Study questions —
A – List every percentage figure that appears in the article on marketing automation funding.
B – Write the next part of the article on marketing automation funding, starting after its last sentence.

Document text —
★ ★ ★ ★ ★ ★ ★

Liftoff: Funding for marketing automation scales new heights
2021 was a banner year for fundraising and capital market activities for the marketing automation industry (popularly known as MarTech), which provides tech-driven solutions for enhancing and automating digital advertising and marketing functions. The ~120 marketing automation startups we actively cover at SPEEDA Edge, collectively raised a whopping ~USD 4.6 billion in 2021 (compared with USD 1.6 billion in 2020). Further, the fundraising in 2021 represents a staggering 35% of the total funds raised by the industry over the past decade, with a similar amount of funding raised collectively in the previous four years.
What’s behind this trend and what's in store?
The future is digital: Digital advertising reaches new peak in 2021
With the gradual recovery of the global economy, ad spending worldwide rebounded with a vengeance and is expected to reach a record-breaking USD 780 billion (a ~20% YoY growth) in 2021. Digital ad spending, which has experienced accelerated growth, is expected to record a ~30% YoY growth over the same period and account for more than 60% of total ad spend.

★ ★ ★ ★ ★ ★ ★

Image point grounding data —
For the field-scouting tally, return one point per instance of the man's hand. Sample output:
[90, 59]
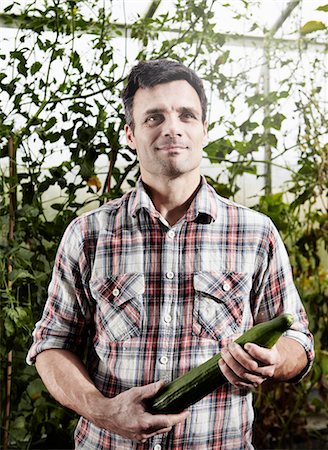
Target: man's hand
[127, 416]
[250, 366]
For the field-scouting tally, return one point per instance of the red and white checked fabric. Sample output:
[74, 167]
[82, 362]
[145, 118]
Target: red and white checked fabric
[147, 301]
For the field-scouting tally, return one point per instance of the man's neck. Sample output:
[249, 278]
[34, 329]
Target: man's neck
[172, 197]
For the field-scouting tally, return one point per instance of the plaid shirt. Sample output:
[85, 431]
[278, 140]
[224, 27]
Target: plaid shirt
[148, 301]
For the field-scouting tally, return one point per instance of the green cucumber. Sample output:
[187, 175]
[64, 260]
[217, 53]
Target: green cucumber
[200, 381]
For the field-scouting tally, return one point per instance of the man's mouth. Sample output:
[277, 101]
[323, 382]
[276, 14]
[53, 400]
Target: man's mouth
[171, 147]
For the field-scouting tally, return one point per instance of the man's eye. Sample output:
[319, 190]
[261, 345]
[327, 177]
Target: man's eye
[152, 120]
[188, 115]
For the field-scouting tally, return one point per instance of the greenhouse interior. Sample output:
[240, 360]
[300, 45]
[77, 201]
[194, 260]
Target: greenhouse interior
[64, 153]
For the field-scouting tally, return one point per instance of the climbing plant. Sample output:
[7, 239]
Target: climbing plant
[62, 152]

★ ★ ★ ★ ★ ★ ★

Results of the exercise —
A – 35%, ~20%, ~30%, more than 60%

B –
‘Shopping = online shopping’: Sales in the US record double-digit growth in 2020-2021
Ecommerce sales in the US, with the onset of the COVID-19 pandemic, recorded double-digit growth in 2020 (32% YoY growth) and continued to maintain momentum, albeit at a slower pace, in 2021 (~16% YoY growth). Paralleling this growth is the rise in direct-to-consumer (D2C) brands, which recorded a YoY growth rate of 45% and 16% in 2020 and 2021, respectively. Firms have been investing in both physical and digital infrastructure in line with these trends. This is expected to continue, as the total online sales in the US is expected to hit USD 1 trillion in 2022, with D2C brands contributing USD 151.2 billion in online sales.
These developments drive the need for a variety of marketing automation tools in order to discover, manage, and automate advertising and marketing campaigns at scale, while creating personalized customer experiences.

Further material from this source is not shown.